— BEGIN RECORDS FOR THIS EXERCISE —

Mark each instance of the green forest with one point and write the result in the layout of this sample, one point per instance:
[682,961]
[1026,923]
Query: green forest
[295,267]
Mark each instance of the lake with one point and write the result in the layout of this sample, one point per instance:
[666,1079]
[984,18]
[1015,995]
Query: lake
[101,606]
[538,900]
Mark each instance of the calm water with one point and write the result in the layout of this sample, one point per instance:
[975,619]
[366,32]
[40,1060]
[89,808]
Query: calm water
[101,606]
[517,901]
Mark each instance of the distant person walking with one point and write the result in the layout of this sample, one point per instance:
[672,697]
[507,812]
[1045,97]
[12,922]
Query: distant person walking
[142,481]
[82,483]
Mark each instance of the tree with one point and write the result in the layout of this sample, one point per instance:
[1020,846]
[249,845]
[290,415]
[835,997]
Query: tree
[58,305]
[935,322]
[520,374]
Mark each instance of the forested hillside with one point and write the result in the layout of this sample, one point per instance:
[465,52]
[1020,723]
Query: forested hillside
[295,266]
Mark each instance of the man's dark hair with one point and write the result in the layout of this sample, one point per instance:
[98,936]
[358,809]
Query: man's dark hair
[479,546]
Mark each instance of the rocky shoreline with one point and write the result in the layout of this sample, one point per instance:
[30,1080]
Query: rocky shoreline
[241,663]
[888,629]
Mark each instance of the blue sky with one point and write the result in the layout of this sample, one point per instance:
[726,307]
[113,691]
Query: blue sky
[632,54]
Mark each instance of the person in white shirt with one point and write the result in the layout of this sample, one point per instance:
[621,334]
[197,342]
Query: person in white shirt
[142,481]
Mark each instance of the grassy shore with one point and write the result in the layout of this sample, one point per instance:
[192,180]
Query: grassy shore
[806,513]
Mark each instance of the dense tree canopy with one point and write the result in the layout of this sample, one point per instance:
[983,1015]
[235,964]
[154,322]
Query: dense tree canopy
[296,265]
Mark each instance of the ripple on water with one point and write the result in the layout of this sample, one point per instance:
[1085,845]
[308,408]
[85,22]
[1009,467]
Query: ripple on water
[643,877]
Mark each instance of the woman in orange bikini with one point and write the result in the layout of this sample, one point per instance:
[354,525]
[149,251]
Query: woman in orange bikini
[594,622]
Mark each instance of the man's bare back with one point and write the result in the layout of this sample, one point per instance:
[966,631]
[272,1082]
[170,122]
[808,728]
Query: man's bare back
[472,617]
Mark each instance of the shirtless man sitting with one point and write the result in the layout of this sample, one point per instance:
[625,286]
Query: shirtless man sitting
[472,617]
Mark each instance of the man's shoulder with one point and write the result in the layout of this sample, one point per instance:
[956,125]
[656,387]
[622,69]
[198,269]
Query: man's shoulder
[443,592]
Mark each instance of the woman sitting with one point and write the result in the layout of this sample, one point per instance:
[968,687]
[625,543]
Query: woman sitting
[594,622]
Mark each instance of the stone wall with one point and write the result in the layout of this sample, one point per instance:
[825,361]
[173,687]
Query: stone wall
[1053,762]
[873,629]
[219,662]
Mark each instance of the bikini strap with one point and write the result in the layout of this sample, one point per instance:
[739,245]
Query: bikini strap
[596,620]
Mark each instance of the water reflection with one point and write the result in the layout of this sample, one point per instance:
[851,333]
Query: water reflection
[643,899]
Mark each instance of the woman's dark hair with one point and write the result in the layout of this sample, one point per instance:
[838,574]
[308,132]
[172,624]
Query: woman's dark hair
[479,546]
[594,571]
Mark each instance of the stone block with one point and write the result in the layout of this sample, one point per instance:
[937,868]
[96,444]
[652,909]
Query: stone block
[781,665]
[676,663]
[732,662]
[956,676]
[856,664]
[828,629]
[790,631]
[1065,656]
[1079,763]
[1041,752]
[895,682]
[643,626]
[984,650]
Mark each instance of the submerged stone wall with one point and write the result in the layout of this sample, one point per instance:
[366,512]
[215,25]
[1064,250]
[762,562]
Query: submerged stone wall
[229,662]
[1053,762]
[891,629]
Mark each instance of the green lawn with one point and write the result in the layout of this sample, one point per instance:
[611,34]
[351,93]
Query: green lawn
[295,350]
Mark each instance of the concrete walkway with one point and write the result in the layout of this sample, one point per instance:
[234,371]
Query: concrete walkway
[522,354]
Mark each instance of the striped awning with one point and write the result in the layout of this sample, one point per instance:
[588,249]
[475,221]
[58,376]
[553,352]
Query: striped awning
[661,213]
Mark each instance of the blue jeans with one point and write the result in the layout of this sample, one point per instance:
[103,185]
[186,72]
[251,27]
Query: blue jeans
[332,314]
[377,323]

— END RECORDS FOR THIS EXERCISE —

| REQUIREMENT |
Reproduce, word for word, the lines of the material above, starting at the line that contains "Mark each instance of the green lawn" and continuing through the last line of the material, with both of those lines included.

| COMPLETE ANSWER |
Mark each instance of the green lawn with one point and write the result in the layout of this sample, one point per instance:
[611,34]
[351,93]
Query: green lawn
[295,350]
Mark each instance of the concrete walkway with one point and write the result in the layout of this sample, one point per instance:
[234,371]
Query: concrete walkway
[522,354]
Mark each instance of the striped awning with one point and write the result in the layout of this sample, one point per instance:
[588,249]
[475,221]
[58,376]
[553,352]
Query: striped awning
[661,213]
Mark each instance of the blue jeans with one point and write the result in the layout of this sample, one point per instance:
[103,185]
[186,72]
[251,27]
Query: blue jeans
[332,314]
[377,323]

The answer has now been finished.